Exercise details:
In the entries below, find the line with "Target: palm tree" and print exactly every line from there up to and including the line with "Task: put a point on every instance of the dome-shaped", with no other lines.

Given records:
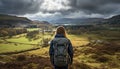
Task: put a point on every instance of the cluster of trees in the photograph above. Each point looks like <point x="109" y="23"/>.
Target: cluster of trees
<point x="11" y="31"/>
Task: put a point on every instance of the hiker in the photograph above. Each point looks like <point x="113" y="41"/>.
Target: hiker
<point x="61" y="50"/>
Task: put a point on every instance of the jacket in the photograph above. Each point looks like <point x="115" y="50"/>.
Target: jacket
<point x="51" y="49"/>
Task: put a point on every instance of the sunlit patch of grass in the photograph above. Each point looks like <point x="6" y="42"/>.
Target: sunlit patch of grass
<point x="78" y="40"/>
<point x="32" y="29"/>
<point x="42" y="52"/>
<point x="14" y="48"/>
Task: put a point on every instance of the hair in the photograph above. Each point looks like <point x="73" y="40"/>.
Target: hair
<point x="61" y="30"/>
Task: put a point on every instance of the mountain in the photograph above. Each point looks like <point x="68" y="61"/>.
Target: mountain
<point x="40" y="22"/>
<point x="10" y="20"/>
<point x="113" y="20"/>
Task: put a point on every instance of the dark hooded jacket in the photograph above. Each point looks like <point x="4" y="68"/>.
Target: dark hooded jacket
<point x="51" y="50"/>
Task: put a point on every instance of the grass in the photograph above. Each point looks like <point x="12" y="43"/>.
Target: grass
<point x="82" y="53"/>
<point x="23" y="40"/>
<point x="32" y="29"/>
<point x="14" y="48"/>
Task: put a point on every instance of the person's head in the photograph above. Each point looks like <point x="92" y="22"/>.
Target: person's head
<point x="61" y="30"/>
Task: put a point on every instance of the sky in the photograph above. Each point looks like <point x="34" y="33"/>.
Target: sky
<point x="46" y="10"/>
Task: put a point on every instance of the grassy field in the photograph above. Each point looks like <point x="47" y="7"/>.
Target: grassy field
<point x="87" y="55"/>
<point x="4" y="48"/>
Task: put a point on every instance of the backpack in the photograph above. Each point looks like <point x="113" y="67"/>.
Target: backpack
<point x="61" y="56"/>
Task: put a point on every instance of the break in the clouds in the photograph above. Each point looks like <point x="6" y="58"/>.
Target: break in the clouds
<point x="50" y="9"/>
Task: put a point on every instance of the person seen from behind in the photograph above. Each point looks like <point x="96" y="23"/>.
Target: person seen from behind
<point x="61" y="50"/>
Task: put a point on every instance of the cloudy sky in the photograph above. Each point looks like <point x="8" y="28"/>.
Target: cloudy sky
<point x="55" y="9"/>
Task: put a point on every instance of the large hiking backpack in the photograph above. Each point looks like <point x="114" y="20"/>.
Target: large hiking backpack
<point x="61" y="57"/>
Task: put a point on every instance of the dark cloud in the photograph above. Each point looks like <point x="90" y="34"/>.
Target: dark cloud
<point x="96" y="6"/>
<point x="21" y="7"/>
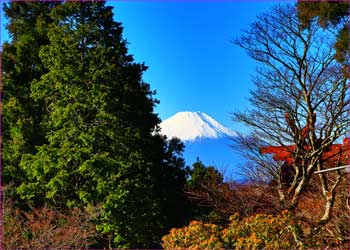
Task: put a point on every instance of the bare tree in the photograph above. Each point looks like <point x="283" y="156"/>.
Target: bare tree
<point x="301" y="98"/>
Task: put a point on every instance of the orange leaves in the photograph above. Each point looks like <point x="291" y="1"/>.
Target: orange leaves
<point x="260" y="231"/>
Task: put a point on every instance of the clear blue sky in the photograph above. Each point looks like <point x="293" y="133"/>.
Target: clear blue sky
<point x="193" y="64"/>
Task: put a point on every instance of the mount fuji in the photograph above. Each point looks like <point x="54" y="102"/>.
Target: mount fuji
<point x="204" y="138"/>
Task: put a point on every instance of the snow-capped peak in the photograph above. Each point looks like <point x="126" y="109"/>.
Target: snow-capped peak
<point x="189" y="126"/>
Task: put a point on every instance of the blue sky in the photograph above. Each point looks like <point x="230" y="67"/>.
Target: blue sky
<point x="193" y="64"/>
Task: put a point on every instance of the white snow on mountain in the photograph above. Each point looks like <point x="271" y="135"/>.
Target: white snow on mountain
<point x="190" y="126"/>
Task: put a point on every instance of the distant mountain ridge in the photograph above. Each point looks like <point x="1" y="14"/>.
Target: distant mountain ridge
<point x="204" y="138"/>
<point x="190" y="126"/>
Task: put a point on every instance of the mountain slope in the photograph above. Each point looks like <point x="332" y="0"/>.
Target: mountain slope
<point x="206" y="139"/>
<point x="190" y="126"/>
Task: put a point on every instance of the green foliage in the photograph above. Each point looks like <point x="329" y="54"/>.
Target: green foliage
<point x="329" y="13"/>
<point x="95" y="118"/>
<point x="21" y="65"/>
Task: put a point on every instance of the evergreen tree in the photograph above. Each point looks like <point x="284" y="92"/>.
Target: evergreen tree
<point x="329" y="13"/>
<point x="28" y="24"/>
<point x="97" y="116"/>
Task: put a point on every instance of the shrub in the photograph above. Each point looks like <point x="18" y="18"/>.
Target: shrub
<point x="261" y="231"/>
<point x="197" y="235"/>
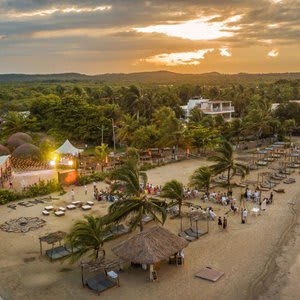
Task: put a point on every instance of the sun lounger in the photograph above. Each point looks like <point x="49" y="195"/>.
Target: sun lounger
<point x="289" y="181"/>
<point x="100" y="283"/>
<point x="147" y="219"/>
<point x="209" y="274"/>
<point x="48" y="208"/>
<point x="86" y="207"/>
<point x="186" y="236"/>
<point x="255" y="211"/>
<point x="71" y="206"/>
<point x="59" y="213"/>
<point x="57" y="253"/>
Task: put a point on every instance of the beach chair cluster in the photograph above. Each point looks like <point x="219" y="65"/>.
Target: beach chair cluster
<point x="60" y="211"/>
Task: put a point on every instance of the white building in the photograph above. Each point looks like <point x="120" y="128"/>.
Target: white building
<point x="209" y="107"/>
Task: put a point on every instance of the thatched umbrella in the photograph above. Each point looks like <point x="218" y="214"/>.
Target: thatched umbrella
<point x="4" y="150"/>
<point x="27" y="151"/>
<point x="150" y="246"/>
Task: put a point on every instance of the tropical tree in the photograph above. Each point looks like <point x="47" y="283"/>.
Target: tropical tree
<point x="174" y="191"/>
<point x="134" y="203"/>
<point x="225" y="162"/>
<point x="202" y="178"/>
<point x="101" y="153"/>
<point x="88" y="237"/>
<point x="15" y="122"/>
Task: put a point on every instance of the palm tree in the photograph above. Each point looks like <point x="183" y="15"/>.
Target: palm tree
<point x="202" y="178"/>
<point x="135" y="202"/>
<point x="225" y="162"/>
<point x="101" y="153"/>
<point x="174" y="190"/>
<point x="88" y="235"/>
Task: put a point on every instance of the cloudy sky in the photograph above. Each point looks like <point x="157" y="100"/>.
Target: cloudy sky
<point x="189" y="36"/>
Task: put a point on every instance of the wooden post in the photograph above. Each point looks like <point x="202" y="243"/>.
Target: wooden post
<point x="82" y="276"/>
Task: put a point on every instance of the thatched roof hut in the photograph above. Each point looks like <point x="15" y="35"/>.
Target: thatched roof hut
<point x="150" y="246"/>
<point x="27" y="151"/>
<point x="4" y="150"/>
<point x="21" y="136"/>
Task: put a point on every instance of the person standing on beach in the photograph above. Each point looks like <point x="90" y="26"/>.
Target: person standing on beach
<point x="224" y="223"/>
<point x="271" y="197"/>
<point x="220" y="223"/>
<point x="245" y="214"/>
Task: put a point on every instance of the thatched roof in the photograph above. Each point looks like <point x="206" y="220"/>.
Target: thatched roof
<point x="150" y="246"/>
<point x="21" y="136"/>
<point x="26" y="151"/>
<point x="4" y="150"/>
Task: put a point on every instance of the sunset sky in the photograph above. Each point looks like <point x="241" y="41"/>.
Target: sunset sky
<point x="190" y="36"/>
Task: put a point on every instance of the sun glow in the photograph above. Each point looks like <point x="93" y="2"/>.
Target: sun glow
<point x="54" y="10"/>
<point x="273" y="53"/>
<point x="199" y="29"/>
<point x="179" y="58"/>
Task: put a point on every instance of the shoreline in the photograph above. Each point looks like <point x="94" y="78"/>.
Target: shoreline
<point x="266" y="281"/>
<point x="281" y="273"/>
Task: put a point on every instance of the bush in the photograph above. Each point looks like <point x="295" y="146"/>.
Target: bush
<point x="95" y="177"/>
<point x="38" y="189"/>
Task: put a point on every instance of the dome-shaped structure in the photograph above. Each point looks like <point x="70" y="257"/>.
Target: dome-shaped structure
<point x="18" y="139"/>
<point x="4" y="150"/>
<point x="27" y="151"/>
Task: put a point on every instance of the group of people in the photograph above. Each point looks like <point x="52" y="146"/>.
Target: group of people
<point x="219" y="198"/>
<point x="222" y="223"/>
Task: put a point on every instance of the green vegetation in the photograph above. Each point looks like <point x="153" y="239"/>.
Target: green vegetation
<point x="41" y="188"/>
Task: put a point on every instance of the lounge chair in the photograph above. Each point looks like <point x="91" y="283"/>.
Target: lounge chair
<point x="186" y="236"/>
<point x="49" y="208"/>
<point x="289" y="181"/>
<point x="100" y="283"/>
<point x="57" y="253"/>
<point x="193" y="233"/>
<point x="71" y="206"/>
<point x="59" y="213"/>
<point x="86" y="207"/>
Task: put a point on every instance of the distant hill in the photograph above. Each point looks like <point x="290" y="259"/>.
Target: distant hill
<point x="158" y="77"/>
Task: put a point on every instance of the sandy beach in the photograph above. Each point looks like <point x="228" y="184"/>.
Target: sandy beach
<point x="243" y="252"/>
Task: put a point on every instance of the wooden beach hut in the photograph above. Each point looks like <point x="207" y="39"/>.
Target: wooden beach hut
<point x="150" y="247"/>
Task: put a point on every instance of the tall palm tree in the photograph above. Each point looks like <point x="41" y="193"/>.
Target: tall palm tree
<point x="135" y="203"/>
<point x="225" y="162"/>
<point x="201" y="178"/>
<point x="88" y="235"/>
<point x="174" y="190"/>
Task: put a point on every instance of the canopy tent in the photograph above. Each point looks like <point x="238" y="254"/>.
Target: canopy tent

Your solution:
Target: palm tree
<point x="202" y="178"/>
<point x="135" y="202"/>
<point x="225" y="162"/>
<point x="101" y="153"/>
<point x="174" y="190"/>
<point x="88" y="235"/>
Task: put a point on every instance of the cloudy sky in the photograph above. Each point looks like <point x="157" y="100"/>.
Target: cloudy sky
<point x="189" y="36"/>
Task: put a point on every instance of the wooden post in the photograph above. Each point looks like <point x="202" y="243"/>.
Target: wooden post
<point x="82" y="276"/>
Task: put a point on every instance of the thatched roof hut in the photograph above. Each point looks like <point x="15" y="35"/>.
Target: thatched roof hut
<point x="150" y="246"/>
<point x="27" y="151"/>
<point x="4" y="150"/>
<point x="21" y="136"/>
Task: put a point on every instance of the person standing on beach in the photograph above. Each point looks like <point x="90" y="26"/>.
Target: person standing on beach
<point x="224" y="223"/>
<point x="271" y="197"/>
<point x="220" y="223"/>
<point x="245" y="214"/>
Task: put a point on every instance of the thatched roof in the photograph above. Each point looks like <point x="206" y="220"/>.
Target: thatched roof
<point x="150" y="246"/>
<point x="21" y="136"/>
<point x="26" y="151"/>
<point x="4" y="150"/>
Task: put a point on every instance of the sunset sky in the photograph above. Each point looks like <point x="241" y="41"/>.
Target: sunset sky
<point x="190" y="36"/>
Task: put a point on every instance of the sun glow in the photograph above. Each point looks like <point x="93" y="2"/>.
Target: sun glow
<point x="54" y="10"/>
<point x="273" y="53"/>
<point x="199" y="29"/>
<point x="179" y="58"/>
Task: put a point on every instance of the shoreline in the photograph above. Each point looks like <point x="94" y="78"/>.
Target: shoreline
<point x="266" y="281"/>
<point x="281" y="273"/>
Task: put a point on every instance of the bush in the photograph above. Each point looks like <point x="295" y="146"/>.
Target: bush
<point x="95" y="177"/>
<point x="38" y="189"/>
Task: put a point on every instance of the dome-shaped structure in the photograph above. Each point looks like <point x="70" y="257"/>.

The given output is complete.